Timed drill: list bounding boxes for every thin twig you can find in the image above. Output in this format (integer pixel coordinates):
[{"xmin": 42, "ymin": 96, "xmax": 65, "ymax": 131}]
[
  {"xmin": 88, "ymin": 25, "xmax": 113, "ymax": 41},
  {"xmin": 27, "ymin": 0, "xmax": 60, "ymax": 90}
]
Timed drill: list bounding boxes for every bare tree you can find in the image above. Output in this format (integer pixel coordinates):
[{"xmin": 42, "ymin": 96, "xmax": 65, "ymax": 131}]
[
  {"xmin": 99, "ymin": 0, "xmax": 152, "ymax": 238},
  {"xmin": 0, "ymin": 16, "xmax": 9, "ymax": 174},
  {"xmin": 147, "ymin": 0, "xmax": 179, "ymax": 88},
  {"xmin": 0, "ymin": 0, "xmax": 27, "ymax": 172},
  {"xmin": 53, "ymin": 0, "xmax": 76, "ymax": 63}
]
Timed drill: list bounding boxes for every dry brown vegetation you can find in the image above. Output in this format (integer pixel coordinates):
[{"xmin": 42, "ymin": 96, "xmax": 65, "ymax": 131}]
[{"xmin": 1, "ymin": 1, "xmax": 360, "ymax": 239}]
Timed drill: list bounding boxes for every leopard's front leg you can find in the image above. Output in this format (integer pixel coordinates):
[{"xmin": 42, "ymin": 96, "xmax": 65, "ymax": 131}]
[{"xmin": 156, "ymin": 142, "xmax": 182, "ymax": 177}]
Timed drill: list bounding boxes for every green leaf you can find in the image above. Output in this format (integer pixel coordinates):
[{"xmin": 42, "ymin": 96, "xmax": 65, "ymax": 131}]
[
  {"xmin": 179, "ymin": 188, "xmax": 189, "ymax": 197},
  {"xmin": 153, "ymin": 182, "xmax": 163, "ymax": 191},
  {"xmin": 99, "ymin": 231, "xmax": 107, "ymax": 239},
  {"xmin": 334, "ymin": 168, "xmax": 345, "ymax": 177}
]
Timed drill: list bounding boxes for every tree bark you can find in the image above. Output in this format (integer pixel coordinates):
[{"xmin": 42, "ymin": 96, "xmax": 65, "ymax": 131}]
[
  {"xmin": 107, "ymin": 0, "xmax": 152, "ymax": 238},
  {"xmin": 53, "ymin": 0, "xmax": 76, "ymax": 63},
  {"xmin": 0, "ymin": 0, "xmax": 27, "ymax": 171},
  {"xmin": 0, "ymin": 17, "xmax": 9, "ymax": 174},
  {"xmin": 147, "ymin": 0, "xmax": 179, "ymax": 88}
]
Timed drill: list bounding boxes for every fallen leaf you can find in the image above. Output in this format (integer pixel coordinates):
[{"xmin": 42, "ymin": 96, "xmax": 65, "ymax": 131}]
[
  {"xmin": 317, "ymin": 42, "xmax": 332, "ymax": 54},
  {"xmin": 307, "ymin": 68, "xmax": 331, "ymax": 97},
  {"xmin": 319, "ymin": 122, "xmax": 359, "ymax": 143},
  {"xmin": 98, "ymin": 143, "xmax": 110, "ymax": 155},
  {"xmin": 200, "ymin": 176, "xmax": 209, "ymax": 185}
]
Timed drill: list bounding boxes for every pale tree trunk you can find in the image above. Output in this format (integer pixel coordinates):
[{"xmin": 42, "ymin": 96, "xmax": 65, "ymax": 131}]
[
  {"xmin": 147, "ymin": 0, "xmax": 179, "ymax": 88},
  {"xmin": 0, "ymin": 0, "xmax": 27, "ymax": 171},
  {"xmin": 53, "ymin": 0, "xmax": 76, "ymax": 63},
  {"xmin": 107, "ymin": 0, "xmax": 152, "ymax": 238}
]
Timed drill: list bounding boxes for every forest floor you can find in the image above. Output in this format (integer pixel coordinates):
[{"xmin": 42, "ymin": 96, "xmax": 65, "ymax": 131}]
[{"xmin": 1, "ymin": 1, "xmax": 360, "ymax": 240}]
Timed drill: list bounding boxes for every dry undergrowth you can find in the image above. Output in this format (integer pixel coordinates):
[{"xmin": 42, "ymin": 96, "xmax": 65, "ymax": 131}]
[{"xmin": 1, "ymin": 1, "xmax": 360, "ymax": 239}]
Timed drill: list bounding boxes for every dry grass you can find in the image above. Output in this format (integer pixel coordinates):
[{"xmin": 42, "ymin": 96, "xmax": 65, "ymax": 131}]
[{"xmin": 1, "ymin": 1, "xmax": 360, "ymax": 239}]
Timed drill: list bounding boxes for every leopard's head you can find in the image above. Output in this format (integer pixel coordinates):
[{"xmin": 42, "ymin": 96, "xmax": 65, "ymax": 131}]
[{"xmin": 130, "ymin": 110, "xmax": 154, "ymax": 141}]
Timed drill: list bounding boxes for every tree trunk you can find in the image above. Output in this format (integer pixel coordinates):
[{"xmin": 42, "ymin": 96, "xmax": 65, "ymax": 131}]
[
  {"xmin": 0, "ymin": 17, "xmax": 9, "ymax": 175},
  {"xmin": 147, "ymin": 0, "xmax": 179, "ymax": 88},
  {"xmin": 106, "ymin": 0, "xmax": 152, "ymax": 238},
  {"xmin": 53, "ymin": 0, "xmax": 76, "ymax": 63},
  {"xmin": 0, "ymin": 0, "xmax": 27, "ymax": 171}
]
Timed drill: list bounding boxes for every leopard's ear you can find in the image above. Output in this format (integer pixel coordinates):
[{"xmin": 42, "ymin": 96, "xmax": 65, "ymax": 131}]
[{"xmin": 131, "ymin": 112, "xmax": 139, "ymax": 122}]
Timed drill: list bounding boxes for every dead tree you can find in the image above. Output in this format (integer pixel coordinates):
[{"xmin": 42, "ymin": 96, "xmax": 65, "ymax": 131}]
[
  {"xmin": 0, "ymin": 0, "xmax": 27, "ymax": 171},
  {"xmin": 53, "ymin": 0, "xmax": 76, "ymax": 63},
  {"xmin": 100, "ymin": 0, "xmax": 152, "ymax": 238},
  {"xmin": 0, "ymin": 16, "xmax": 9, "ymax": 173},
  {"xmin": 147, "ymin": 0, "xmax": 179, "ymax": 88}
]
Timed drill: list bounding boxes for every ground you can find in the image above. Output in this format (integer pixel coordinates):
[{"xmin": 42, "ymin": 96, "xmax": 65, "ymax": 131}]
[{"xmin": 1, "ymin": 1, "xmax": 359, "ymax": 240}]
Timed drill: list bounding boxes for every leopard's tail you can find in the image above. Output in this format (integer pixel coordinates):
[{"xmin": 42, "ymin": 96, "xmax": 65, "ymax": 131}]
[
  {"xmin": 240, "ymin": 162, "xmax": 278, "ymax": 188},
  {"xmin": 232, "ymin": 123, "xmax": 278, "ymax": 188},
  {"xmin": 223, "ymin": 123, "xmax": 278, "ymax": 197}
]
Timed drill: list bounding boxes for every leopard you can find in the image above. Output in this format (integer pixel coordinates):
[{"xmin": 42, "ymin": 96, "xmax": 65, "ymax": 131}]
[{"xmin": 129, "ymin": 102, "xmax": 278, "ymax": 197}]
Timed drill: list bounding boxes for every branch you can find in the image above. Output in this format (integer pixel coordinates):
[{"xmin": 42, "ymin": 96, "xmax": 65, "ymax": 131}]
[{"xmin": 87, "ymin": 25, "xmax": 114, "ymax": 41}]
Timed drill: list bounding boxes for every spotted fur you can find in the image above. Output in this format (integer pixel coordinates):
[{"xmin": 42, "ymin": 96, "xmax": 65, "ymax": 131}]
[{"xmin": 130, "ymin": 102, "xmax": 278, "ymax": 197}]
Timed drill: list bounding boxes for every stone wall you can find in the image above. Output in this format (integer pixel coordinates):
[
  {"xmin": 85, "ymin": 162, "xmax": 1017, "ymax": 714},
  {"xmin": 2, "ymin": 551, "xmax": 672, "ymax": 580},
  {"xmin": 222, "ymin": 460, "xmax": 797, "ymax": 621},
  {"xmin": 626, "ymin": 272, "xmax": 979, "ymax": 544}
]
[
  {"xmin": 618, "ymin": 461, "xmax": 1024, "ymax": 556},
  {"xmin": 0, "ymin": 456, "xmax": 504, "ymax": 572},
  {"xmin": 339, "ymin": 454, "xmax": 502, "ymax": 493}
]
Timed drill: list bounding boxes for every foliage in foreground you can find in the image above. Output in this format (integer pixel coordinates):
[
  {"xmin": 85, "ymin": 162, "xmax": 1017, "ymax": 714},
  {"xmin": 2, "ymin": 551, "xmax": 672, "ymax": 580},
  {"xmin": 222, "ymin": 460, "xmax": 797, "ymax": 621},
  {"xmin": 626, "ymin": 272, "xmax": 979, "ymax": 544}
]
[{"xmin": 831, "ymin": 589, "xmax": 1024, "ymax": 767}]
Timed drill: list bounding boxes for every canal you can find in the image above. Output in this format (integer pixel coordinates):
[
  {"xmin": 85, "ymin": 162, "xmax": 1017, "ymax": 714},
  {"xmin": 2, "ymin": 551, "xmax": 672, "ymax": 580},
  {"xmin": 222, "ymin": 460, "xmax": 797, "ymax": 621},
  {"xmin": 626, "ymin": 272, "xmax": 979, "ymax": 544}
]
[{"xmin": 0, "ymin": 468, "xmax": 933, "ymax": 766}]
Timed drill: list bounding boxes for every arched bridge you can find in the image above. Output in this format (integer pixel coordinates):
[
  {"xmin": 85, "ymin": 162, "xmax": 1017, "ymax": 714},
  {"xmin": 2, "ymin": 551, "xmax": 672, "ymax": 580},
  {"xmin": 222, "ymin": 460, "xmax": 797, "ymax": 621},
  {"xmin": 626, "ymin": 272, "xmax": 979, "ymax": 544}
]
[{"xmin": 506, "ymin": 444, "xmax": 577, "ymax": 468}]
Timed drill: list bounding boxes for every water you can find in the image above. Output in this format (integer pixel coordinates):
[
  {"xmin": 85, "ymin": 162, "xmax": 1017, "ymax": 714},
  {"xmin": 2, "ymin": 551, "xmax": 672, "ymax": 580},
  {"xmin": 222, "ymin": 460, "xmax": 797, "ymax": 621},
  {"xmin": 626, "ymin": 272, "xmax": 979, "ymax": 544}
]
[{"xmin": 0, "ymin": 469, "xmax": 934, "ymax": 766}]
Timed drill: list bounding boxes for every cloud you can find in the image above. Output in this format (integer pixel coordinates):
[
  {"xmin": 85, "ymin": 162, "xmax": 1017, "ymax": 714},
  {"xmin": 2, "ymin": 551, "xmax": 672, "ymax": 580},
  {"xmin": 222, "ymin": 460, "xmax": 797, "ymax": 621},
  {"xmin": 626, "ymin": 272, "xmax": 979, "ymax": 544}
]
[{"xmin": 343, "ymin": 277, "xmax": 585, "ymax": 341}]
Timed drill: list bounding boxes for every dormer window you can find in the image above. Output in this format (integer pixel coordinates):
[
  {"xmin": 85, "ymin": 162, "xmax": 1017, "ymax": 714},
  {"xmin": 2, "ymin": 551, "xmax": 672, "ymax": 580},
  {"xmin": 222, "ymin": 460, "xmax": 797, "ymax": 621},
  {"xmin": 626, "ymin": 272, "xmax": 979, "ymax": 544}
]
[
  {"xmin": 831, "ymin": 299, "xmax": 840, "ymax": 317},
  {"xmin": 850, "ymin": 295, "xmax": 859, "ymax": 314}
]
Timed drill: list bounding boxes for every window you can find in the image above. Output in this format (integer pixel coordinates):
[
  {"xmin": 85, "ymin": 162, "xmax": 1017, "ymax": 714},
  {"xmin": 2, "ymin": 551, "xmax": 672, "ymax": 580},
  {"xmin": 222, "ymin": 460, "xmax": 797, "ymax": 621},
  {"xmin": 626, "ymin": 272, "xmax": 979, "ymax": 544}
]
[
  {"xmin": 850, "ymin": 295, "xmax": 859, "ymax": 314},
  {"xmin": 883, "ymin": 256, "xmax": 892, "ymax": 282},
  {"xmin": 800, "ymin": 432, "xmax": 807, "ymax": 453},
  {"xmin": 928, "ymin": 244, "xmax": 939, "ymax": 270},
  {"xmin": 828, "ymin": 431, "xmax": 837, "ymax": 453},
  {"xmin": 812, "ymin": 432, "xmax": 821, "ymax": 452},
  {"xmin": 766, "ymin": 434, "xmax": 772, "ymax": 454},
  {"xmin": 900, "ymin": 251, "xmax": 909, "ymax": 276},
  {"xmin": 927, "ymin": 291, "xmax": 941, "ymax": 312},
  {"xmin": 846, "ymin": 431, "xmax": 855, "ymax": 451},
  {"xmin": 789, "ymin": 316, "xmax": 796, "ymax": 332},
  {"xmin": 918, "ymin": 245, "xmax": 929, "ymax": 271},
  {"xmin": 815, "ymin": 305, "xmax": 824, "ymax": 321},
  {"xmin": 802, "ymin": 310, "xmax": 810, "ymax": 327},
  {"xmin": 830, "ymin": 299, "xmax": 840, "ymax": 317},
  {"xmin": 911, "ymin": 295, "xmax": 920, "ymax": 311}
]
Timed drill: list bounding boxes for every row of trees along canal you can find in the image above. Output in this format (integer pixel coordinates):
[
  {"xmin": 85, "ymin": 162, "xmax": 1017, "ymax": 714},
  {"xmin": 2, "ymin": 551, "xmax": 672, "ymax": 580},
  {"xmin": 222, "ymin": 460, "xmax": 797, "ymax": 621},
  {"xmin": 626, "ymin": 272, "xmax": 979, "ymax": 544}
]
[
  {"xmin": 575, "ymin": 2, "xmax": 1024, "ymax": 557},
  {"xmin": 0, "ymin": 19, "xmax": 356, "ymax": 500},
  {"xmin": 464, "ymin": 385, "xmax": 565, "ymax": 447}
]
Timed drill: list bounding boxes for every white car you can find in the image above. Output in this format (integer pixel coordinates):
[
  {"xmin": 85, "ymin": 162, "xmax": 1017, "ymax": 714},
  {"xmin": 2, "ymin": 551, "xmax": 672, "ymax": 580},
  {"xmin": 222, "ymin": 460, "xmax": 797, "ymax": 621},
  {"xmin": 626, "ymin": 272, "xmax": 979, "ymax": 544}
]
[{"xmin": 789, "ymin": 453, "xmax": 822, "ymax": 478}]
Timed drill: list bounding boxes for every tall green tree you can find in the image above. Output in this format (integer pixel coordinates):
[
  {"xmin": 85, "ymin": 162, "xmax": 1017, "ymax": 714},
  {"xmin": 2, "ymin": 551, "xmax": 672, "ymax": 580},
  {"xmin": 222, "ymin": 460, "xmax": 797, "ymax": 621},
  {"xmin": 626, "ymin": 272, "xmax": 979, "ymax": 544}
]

### TASK TO COMPLETE
Your answer should consist of the lines of the listing that contain "leaf", copied as they stand.

### RESULT FOR THIS EXERCISE
Timed drill: list bounding boxes for every green leaf you can find in the image above. Output in this format (integer pixel coordinates):
Timed drill: list bounding boxes for every fallen leaf you can find in the image above. Output in this format (integer pixel coordinates):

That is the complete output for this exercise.